WHAT YOU NEED TO DO |
The answer must consist solely of the lines from the one containing "In this photo, where can the grass lawn" to the end of the entries below, repeated exactly.

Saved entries
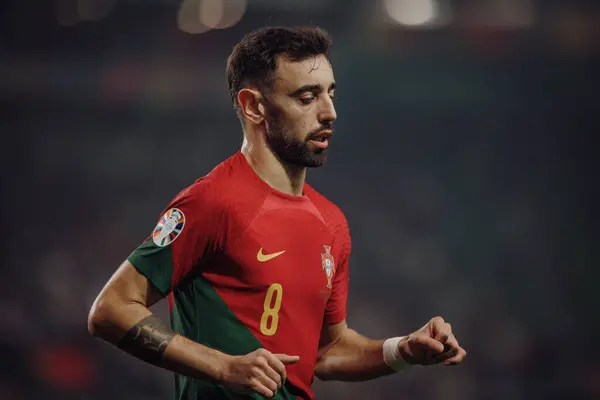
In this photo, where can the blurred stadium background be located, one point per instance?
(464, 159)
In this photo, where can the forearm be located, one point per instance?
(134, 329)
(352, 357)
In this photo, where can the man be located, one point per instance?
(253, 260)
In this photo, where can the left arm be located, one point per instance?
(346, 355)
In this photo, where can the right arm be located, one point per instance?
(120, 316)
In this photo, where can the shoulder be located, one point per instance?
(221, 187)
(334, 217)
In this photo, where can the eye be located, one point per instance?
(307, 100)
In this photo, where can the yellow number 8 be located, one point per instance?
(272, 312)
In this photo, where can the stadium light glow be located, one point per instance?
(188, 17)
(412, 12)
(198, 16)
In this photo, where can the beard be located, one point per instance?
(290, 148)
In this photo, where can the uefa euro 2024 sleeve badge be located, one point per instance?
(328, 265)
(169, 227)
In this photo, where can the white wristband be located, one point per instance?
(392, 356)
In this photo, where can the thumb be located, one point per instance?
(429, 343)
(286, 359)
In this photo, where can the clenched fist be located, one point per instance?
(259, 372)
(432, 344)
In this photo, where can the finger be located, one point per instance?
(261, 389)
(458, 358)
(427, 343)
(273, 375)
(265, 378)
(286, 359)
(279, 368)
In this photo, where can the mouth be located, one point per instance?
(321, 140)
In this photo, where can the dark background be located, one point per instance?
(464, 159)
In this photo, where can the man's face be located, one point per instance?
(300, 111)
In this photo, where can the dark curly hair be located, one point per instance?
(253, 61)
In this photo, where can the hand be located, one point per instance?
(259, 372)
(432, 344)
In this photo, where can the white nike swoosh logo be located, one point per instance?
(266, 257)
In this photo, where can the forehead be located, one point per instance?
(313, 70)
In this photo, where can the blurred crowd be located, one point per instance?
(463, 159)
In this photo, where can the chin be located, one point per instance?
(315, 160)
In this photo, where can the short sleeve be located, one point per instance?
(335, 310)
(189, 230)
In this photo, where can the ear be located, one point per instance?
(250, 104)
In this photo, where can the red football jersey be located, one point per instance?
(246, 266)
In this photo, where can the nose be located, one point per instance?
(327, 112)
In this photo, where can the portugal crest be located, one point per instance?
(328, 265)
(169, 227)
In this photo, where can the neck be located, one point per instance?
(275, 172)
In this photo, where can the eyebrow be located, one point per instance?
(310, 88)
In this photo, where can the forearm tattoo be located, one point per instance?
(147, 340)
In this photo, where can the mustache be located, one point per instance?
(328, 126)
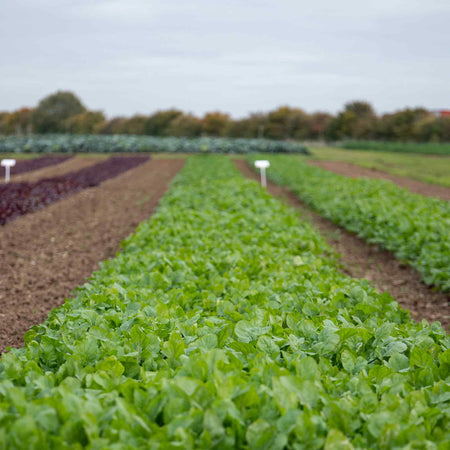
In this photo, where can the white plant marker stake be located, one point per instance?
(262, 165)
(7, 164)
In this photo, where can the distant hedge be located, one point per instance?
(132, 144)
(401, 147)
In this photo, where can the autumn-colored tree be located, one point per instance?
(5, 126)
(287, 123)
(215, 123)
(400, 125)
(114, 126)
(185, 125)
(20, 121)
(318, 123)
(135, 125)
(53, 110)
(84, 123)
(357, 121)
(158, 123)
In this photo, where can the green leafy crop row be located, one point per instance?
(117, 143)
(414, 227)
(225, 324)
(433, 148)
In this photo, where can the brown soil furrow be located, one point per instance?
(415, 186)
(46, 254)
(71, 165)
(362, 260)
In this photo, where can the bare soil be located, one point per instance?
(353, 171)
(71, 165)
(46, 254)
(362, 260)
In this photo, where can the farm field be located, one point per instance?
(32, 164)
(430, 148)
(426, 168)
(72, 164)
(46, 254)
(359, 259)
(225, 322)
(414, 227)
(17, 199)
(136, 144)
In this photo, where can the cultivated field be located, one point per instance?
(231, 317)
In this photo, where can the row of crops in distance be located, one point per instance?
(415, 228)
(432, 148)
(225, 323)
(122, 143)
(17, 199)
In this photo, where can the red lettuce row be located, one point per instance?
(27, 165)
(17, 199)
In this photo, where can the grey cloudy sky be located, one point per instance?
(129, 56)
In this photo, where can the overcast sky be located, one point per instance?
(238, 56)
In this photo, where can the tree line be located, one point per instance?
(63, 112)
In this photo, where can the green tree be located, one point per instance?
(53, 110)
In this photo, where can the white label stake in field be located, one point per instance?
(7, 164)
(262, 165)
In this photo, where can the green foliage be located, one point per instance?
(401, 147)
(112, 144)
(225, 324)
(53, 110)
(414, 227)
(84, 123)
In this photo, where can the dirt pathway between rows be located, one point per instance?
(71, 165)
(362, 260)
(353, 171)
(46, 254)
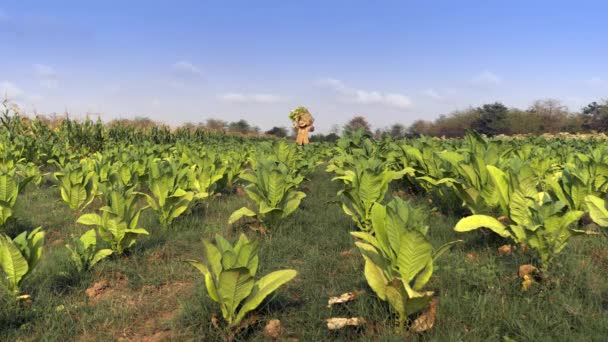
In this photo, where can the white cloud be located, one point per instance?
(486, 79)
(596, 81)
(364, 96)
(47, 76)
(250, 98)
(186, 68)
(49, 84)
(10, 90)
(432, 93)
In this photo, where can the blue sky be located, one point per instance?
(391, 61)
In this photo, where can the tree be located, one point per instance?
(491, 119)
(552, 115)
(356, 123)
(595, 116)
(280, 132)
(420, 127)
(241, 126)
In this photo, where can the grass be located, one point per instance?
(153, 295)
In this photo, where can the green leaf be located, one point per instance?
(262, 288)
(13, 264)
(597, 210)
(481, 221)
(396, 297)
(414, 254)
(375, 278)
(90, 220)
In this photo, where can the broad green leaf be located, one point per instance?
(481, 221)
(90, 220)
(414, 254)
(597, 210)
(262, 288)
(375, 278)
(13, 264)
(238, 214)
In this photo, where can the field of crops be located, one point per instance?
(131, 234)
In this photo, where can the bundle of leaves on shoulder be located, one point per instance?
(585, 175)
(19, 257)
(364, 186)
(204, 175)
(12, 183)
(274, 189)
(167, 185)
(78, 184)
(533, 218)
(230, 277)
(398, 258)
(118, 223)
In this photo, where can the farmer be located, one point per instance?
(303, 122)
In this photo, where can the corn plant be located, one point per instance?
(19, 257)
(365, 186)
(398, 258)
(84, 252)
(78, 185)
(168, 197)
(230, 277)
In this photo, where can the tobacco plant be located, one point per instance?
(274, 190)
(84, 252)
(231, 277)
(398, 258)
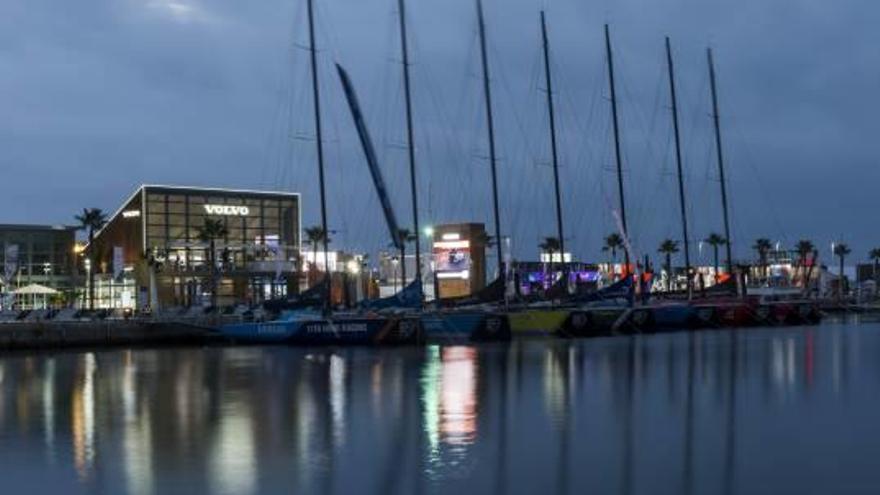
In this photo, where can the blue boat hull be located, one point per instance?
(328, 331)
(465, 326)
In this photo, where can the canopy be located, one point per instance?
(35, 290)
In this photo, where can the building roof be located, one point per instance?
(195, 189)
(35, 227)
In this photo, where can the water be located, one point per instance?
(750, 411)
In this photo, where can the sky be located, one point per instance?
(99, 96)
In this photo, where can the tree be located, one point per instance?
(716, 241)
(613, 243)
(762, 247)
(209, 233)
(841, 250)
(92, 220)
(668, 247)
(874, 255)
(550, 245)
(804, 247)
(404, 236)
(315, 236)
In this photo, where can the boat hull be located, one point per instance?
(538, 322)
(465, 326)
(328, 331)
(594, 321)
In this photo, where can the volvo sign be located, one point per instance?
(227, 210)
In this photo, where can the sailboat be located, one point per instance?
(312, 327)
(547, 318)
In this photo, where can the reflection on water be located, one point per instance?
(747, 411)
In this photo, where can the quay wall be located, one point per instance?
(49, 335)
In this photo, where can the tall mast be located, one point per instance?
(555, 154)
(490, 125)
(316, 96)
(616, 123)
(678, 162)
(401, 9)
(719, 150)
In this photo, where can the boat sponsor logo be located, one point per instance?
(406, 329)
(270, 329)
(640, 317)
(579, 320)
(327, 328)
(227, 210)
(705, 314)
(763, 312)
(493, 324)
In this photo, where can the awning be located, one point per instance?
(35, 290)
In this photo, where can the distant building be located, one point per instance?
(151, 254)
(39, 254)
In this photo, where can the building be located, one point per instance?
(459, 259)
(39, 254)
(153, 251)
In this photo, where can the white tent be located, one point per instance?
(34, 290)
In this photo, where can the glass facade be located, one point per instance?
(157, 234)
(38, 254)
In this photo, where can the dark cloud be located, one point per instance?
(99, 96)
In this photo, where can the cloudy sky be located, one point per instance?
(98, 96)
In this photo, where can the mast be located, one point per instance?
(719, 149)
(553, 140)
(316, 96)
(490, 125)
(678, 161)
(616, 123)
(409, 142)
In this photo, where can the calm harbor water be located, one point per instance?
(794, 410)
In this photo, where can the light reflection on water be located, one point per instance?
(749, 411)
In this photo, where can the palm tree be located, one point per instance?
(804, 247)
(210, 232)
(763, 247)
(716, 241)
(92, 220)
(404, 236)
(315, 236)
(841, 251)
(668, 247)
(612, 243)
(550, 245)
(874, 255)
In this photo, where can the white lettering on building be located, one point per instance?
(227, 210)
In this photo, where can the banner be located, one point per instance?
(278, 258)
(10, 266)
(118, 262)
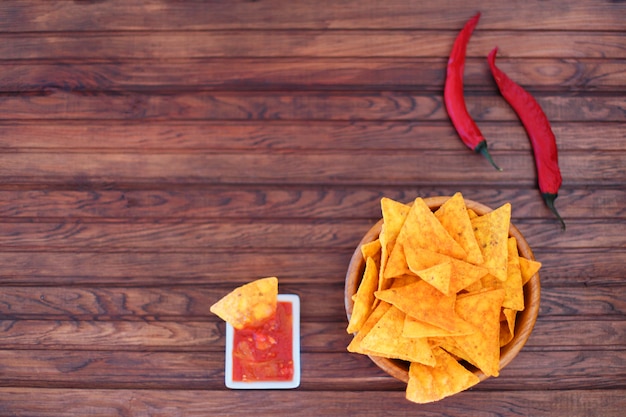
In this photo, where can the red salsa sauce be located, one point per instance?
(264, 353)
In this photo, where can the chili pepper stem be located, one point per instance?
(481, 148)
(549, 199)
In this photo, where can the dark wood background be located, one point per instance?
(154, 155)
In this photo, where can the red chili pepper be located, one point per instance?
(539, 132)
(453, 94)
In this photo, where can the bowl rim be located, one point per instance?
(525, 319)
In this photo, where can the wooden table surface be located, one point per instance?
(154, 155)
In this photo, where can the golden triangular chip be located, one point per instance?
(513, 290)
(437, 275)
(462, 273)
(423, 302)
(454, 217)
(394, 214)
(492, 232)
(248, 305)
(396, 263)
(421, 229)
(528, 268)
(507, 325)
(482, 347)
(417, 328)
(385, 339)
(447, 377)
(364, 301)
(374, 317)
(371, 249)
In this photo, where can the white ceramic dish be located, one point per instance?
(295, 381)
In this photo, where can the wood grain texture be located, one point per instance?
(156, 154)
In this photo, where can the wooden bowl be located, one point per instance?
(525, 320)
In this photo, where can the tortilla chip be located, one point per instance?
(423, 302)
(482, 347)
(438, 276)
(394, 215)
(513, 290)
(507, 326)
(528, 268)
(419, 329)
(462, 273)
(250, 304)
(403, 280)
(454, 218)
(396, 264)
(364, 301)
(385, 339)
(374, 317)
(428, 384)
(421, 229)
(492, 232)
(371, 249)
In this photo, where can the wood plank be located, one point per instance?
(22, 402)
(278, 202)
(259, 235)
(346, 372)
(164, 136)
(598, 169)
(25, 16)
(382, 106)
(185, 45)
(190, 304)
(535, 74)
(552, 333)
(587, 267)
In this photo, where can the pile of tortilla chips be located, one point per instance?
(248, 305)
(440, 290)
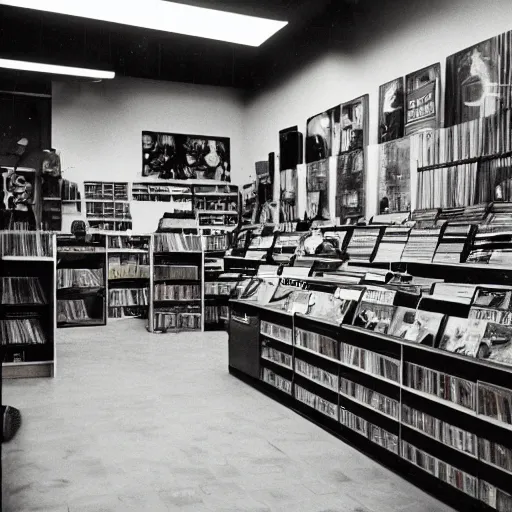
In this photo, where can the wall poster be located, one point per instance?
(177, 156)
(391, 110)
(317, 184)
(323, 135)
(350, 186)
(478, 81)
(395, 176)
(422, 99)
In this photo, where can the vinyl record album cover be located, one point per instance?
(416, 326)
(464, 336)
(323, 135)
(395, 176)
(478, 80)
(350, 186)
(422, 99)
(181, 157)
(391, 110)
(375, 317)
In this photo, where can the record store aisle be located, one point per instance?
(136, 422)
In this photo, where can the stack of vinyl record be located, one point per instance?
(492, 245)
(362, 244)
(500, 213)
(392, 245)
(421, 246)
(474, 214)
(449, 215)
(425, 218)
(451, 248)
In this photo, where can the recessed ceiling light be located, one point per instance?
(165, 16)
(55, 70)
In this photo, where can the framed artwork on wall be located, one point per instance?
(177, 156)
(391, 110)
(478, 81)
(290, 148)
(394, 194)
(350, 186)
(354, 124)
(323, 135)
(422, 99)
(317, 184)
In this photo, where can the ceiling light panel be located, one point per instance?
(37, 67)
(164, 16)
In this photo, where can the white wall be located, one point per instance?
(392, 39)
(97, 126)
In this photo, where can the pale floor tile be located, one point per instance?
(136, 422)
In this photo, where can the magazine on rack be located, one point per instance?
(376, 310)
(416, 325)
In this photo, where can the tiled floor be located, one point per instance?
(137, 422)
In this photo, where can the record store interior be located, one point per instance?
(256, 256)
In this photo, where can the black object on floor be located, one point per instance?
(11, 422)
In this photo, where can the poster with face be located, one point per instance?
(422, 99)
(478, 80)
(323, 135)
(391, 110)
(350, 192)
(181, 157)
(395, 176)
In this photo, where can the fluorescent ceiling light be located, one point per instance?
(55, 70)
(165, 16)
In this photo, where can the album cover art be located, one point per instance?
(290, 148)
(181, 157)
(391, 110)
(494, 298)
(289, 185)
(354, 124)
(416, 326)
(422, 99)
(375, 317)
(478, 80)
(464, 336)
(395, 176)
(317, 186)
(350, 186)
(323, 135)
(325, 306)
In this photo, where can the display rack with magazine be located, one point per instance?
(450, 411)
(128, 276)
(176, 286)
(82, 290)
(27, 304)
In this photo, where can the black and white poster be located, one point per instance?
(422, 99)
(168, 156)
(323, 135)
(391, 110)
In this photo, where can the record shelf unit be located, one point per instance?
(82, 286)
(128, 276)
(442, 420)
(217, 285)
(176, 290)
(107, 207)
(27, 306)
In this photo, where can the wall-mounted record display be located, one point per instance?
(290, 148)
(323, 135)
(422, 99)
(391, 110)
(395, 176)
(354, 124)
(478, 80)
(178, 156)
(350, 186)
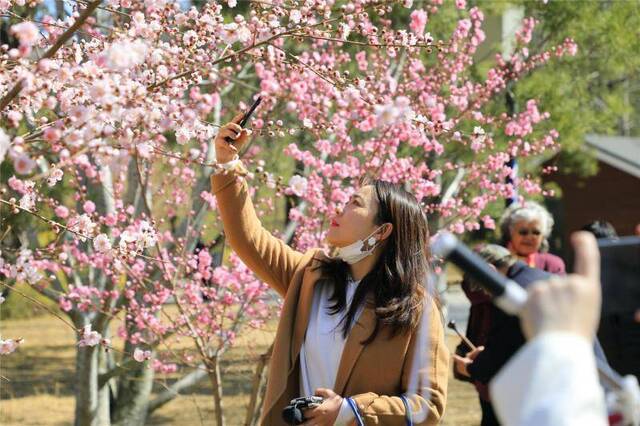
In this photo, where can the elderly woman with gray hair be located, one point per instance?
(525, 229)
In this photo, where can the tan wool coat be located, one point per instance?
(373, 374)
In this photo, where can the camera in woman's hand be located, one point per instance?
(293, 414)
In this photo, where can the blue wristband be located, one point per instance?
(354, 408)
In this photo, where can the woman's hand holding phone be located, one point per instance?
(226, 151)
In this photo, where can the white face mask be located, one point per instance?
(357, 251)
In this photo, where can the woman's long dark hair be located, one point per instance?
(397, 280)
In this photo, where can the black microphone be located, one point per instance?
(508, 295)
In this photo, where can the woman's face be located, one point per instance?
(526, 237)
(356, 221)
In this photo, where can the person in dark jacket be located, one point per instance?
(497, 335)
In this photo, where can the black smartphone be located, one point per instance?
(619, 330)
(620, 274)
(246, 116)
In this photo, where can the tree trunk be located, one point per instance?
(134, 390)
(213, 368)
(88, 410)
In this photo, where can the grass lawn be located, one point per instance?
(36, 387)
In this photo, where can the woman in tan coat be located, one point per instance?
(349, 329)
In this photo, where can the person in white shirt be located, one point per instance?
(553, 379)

ANSWER TO THIS PROBLEM |
In this photo, where can the grass lawn be located, one point per instance?
(36, 387)
In this photo, where can the woman in tan coat be located, one point per instance?
(349, 329)
In this photo, where can the person in white shirt be located, one point per instance?
(553, 379)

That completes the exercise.